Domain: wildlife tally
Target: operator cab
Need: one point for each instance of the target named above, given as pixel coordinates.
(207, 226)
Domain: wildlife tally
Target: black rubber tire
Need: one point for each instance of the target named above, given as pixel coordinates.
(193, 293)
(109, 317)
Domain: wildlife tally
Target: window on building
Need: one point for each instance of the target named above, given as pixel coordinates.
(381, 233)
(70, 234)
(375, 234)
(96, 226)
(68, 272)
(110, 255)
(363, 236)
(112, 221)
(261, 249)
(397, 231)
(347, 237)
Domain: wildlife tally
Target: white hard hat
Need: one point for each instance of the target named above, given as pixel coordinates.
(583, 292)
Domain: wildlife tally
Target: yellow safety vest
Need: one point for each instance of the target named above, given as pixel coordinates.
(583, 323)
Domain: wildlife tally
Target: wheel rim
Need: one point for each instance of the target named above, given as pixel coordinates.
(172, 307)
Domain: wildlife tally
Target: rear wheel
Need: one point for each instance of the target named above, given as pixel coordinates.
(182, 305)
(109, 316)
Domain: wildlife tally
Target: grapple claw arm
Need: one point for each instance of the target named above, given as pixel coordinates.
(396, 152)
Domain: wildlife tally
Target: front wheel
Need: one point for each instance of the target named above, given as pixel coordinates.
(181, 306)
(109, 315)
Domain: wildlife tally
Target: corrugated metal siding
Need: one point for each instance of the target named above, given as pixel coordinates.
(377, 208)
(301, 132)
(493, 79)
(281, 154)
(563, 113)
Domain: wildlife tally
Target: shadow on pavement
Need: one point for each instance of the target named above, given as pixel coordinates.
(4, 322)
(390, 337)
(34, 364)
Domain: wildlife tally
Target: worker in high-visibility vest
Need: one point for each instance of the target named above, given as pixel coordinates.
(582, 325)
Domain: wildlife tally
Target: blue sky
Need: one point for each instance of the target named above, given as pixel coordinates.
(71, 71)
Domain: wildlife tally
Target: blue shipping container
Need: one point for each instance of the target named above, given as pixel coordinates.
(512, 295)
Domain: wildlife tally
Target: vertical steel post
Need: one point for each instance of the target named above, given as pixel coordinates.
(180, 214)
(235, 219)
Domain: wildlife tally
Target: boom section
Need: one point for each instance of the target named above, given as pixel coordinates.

○ ○ ○ ○ ○ ○ ○

● BRIEF: Print the data word for word.

● SOLUTION TO THIS EXERCISE:
Domain: wildlife tally
Target: operator cab
Need: one point for each instance of the target named above, given as pixel coordinates.
(207, 226)
Domain: wildlife tally
Target: black rubber tire
Need: one point for each instance of the target named above, given as pixel coordinates.
(193, 293)
(109, 317)
Domain: wildlife tally
Target: window on building
Need: one point for each instance of the target named above, given as pixel coordinates.
(381, 233)
(70, 234)
(375, 234)
(96, 226)
(68, 272)
(110, 255)
(363, 236)
(112, 221)
(261, 249)
(397, 231)
(347, 237)
Domain: wildlife tally
Target: white hard hat
Need: one point for each instance of the target named above, given as pixel coordinates.
(583, 292)
Domain: wildlife tally
Target: yellow safety vest
Need: one point for each instance of the target named above, given as pixel coordinates.
(583, 323)
Domain: wildlife tally
Target: wheel rim
Need: one point for each instance of the target named above, given as pixel coordinates.
(172, 307)
Domain: wildlife tally
Target: rear wheel
Need: one point for each instance of the target named above, given as pixel coordinates.
(182, 305)
(109, 316)
Domain: wildlife tally
Target: grapple claw arm
Need: one point for each instance of the target named above, given as pixel coordinates.
(396, 152)
Domain: wildlife tally
Target: front wheel
Need: one point for each instance of the target named above, given as pixel coordinates.
(181, 306)
(109, 315)
Domain: wildlife tally
Target: corrugated metal siding
Need: one point for each instance of the target named above, given as pixel coordinates.
(377, 208)
(301, 132)
(493, 79)
(281, 154)
(563, 113)
Domain: wildlife tally
Target: shadow on pavement
Need: one point for each instance of the target named above, given as pixel coordinates.
(4, 322)
(390, 337)
(34, 364)
Domain: wildlife tally
Target: worker in high-visibility vest
Need: one point for each instance of the target named above, given as pixel coordinates.
(582, 325)
Domain: wildlife tally
Target: blue sky
Need: one point for each instance of the target named above, given as pixel coordinates.
(71, 71)
Domain: wildlife tally
Target: blue shipping container
Need: one point for each instance of the target named above, given as pixel coordinates.
(512, 295)
Domain: wildlife tally
Target: vertical steel post
Need: one point for each instance of the target named above, given as pixel coordinates.
(180, 214)
(235, 219)
Domain: wildlife tally
Target: boom section
Need: one point for each instance of the target named above, given as pixel coordinates.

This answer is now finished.